> Exercise:
Return the records exactly as they appear below, omitting the pictures.

*** Begin section ***

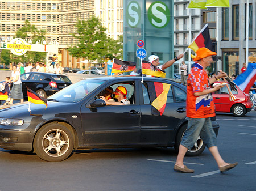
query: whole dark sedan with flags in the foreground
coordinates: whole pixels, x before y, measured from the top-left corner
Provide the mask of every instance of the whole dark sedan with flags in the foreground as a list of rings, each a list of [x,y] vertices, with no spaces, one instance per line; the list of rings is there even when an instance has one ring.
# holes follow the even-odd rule
[[[162,115],[152,107],[156,82],[170,84]],[[106,105],[106,88],[124,86],[130,105]],[[88,78],[48,97],[48,107],[28,102],[0,107],[0,148],[34,151],[41,159],[60,161],[73,150],[117,147],[175,147],[187,129],[186,87],[165,78]],[[218,134],[219,125],[212,118]],[[199,155],[199,137],[187,155]]]

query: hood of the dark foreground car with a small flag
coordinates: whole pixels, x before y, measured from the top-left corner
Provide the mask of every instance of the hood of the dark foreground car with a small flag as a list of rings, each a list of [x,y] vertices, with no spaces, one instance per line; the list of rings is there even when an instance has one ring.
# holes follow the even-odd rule
[[[28,114],[40,115],[43,116],[44,114],[50,113],[59,113],[59,111],[65,111],[67,108],[72,107],[74,103],[63,103],[63,102],[53,102],[47,101],[48,107],[44,104],[33,104],[30,103],[30,112],[28,111],[28,101],[23,103],[16,103],[12,105],[1,105],[0,106],[0,117],[1,118],[23,118],[26,117]],[[79,111],[77,109],[77,111]]]

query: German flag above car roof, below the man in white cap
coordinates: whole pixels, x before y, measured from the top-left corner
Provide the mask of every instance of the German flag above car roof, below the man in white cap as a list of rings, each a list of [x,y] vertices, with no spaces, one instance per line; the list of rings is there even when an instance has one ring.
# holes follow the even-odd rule
[[[152,75],[154,77],[165,78],[166,73],[163,70],[159,69],[159,67],[152,65],[152,63],[148,61],[142,61],[142,74]]]

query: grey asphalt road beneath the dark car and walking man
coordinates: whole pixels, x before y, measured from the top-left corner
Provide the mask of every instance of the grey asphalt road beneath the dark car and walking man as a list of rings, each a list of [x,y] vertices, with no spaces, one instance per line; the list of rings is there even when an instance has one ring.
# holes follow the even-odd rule
[[[185,158],[193,174],[173,171],[172,148],[82,150],[63,162],[0,149],[0,190],[256,190],[256,111],[217,114],[217,121],[222,157],[239,163],[225,173],[207,149]]]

*** End section ***

> Solution for this problem:
query: whole dark sedan with flags in the foreground
coordinates: whole pixels, x before y, measured from the top-left corner
Provide the mask of every instance of the whole dark sedan with flags in the foreground as a list of rings, each a list of [x,y] vertices, with no spaces, one instance per line; the list of rings is there even when an instance has one ring.
# holes follow the even-odd rule
[[[162,115],[152,107],[156,82],[170,84]],[[106,105],[106,88],[124,86],[130,105]],[[88,78],[48,97],[48,107],[28,102],[0,107],[0,148],[34,151],[41,159],[60,161],[73,150],[117,147],[175,147],[187,129],[186,87],[165,78]],[[218,134],[219,125],[212,118]],[[199,155],[199,137],[187,155]]]

query: hood of the dark foreground car with a small flag
coordinates: whole pixels, x before y, measured from the top-left corner
Provide the mask of every instance of the hood of the dark foreground car with a small flag as a list of rings, each a list of [x,y] vertices, with no spaces, one instance per line; the list of rings is there even when an instance has one ring.
# holes follow the even-odd rule
[[[28,114],[40,115],[43,116],[44,114],[50,113],[59,113],[59,111],[65,111],[67,108],[72,107],[74,103],[63,103],[63,102],[53,102],[47,101],[48,107],[44,104],[33,104],[30,103],[30,112],[28,111],[28,101],[23,103],[16,103],[12,105],[1,105],[0,106],[0,117],[1,118],[23,118],[26,117]],[[79,111],[77,109],[77,111]]]

query: German flag above car roof, below the man in white cap
coordinates: whole pixels, x before y, measured from the top-left corner
Provide the mask of every instance of the German flag above car roof, below the man in white cap as a list of rings, each a list of [x,y] vertices, with no spaces, one instance per line; the list of rings is there even when an instance has one ring.
# holes follow the even-odd rule
[[[152,75],[154,77],[165,78],[166,73],[163,70],[159,69],[159,67],[152,65],[152,63],[148,61],[142,61],[142,74]]]

query: grey asphalt road beneath the dark car and walking man
coordinates: whole pixels, x before y, measured from the top-left corner
Provide the mask of every instance of the grey asphalt road beneath the dark car and walking man as a list of rings, each a list of [x,y] vertices, with no spaces, one instance per line; the list of rings is there even when an instance has one ring.
# holes follow the even-odd rule
[[[185,158],[193,174],[173,171],[172,148],[82,150],[63,162],[0,149],[0,190],[256,190],[256,111],[217,114],[217,121],[222,157],[239,163],[225,173],[207,149]]]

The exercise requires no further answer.